## Complete the following
A – Check each statement against the article on online misogyny in Croydon. Answer yes or no for each, and quote the words from the article that decide it.
(i) The concerns were raised at a meeting held on Tuesday.
(ii) The council's cabinet committed to creating a five-year plan to tackle violence against women and girls.
(iii) Since the pandemic, domestic violence in Croydon has fallen.
B – Continue the article on online misogyny in Croydon from its final sentence.
Start of Exercise text
Croydon children accessing ‘hateful and misogynistic’ material online – South London News

By Tara O’Connor, Local Democracy Reporter

There are concerns children in Croydon are accessing “hateful and misogynistic” material online.

The fears were raised at a meeting on Tuesday as the council’s cabinet committed to creating a three-year plan to tackle violence against women and girls.

Donna Murray-Turner, chairwoman of Croydon’s safer neighbourhood board, said: “A lot of people see Croydon on the news and think we are notorious for knife crime, but domestic violence has always underpinned that. It affects not only women and girls but also the children in that environment.”

She said after a community meeting she had been contacted by parents who were concerned about what their children were accessing online.

Some had found their children on “incel platforms”- short for involuntary celibate – which is an online community of young men who are hostile towards women.

Ms Murray-Turner said: “Some of the hate and misogyny that they pedal [on the platforms] is all the more prevalent now with our young population and how much access they have.”

Croydon Mayor Jason Perry said the council’s public commitment to women’s safety comes after a community reassurance meeting was held when Owami Davis was missing.

Since the pandemic domestic violence in Croydon has increased and risen to the highest level in London.
End of Exercise text
Start of Stored data
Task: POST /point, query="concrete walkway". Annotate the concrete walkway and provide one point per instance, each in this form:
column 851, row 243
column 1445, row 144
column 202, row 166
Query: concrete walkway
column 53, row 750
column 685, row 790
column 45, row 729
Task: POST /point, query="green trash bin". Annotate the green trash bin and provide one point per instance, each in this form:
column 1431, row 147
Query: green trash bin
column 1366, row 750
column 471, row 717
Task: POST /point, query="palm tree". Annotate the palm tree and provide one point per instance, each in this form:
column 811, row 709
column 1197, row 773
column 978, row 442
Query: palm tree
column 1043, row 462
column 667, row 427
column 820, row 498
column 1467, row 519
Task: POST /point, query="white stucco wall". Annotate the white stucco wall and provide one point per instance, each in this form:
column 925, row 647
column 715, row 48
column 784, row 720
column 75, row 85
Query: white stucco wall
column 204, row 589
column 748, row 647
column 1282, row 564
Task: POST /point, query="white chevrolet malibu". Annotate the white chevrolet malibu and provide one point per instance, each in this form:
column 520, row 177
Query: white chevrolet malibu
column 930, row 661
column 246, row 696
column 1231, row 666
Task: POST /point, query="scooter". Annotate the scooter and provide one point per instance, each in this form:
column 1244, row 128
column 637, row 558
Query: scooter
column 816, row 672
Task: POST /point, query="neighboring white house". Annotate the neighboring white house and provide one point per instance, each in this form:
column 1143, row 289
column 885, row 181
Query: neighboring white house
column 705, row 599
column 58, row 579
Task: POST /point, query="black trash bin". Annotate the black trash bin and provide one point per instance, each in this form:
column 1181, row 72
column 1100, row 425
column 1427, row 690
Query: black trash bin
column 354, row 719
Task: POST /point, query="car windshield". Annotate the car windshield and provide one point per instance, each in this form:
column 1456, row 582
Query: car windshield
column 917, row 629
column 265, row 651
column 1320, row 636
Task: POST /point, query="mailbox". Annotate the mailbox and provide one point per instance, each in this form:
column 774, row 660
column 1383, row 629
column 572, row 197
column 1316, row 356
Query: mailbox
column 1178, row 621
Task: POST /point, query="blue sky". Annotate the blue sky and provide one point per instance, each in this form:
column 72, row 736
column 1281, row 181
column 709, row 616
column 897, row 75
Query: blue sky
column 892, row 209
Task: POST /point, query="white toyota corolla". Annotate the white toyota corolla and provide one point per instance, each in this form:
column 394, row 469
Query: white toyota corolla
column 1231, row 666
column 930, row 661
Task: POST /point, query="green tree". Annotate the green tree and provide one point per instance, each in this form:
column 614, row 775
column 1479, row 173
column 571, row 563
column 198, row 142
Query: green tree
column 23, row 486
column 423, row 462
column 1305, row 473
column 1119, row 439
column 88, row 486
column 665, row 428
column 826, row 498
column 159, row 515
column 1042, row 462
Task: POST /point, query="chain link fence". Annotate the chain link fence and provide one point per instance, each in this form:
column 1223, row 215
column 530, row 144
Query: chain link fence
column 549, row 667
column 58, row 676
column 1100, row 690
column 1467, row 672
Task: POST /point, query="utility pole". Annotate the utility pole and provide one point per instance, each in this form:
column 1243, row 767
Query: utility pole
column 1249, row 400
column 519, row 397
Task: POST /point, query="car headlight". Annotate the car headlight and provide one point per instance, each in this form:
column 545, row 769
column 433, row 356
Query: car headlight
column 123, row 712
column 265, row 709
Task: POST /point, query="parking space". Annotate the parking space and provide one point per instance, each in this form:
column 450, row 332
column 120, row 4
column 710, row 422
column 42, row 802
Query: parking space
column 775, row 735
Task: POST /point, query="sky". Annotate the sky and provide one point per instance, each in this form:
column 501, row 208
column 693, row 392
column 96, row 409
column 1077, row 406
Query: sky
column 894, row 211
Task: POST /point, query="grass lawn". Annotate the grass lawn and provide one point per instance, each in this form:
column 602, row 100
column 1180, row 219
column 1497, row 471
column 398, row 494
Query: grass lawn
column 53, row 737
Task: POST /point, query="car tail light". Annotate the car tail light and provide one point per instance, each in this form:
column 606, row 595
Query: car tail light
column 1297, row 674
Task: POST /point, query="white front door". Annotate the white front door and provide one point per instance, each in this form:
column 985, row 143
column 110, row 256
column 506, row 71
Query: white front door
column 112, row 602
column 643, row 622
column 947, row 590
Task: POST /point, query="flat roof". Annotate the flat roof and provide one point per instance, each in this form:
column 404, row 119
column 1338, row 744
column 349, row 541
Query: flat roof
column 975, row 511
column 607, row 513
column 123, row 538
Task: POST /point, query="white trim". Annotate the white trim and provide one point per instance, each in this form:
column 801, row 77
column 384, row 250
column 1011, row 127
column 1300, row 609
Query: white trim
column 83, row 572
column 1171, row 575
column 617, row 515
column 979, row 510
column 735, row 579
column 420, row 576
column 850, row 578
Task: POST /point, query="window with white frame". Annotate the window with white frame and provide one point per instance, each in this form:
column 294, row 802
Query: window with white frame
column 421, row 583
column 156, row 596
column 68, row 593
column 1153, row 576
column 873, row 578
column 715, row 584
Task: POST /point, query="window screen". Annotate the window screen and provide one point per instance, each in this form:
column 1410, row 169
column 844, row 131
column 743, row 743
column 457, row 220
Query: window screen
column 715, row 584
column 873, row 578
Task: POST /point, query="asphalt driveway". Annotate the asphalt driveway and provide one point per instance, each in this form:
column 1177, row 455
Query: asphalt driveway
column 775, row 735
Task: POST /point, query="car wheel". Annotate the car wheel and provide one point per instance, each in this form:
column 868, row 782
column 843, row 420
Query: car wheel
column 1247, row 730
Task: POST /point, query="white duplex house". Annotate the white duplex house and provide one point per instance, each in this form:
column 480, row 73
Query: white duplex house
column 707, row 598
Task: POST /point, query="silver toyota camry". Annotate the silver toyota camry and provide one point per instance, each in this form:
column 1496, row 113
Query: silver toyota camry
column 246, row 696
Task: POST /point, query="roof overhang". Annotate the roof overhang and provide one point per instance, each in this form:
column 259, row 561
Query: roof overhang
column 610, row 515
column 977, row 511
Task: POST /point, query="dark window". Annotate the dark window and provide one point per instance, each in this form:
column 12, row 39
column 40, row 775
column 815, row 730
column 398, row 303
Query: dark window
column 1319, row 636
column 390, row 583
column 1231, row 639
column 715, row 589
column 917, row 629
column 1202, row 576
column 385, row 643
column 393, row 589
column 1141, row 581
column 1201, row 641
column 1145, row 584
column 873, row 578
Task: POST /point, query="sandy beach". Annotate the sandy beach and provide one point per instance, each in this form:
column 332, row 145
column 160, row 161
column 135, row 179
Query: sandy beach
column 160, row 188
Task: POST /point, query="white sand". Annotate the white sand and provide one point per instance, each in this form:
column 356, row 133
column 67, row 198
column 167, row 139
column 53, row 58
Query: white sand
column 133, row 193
End of Stored data
## Answers to each task
A –
(i) Yes: "The fears were raised at a meeting on Tuesday"
(ii) No: "committed to creating a three-year plan to tackle violence against women and girls"
(iii) No: "Since the pandemic domestic violence in Croydon has increased and risen to the highest level in London."

B –
There were 5,154 reported incidents of domestic abuse last year, an increase of 18per cent on the previous year.

Mayor Perry said: “It came about due to growing concerns around the disappearance of Owami Davis.

“While I am glad she was found safely it was clear from the meeting that the community want to see more clarity about what Croydon is going to do to protect women and girls in Croydon. The statistics should be of concern to us all.”

A 2021 survey by the Safer Croydon Partnership found half of women and girls in the borough felt unsafe where they lived.

“Many did not feel safe while travelling or waiting for public transport, in parks, shopping centres and high streets, as well as in pubs, bars, and clubs.

The council’s “statement of intent” sets out how it will work with the police and community partners to make women and girls feel safer in the borough.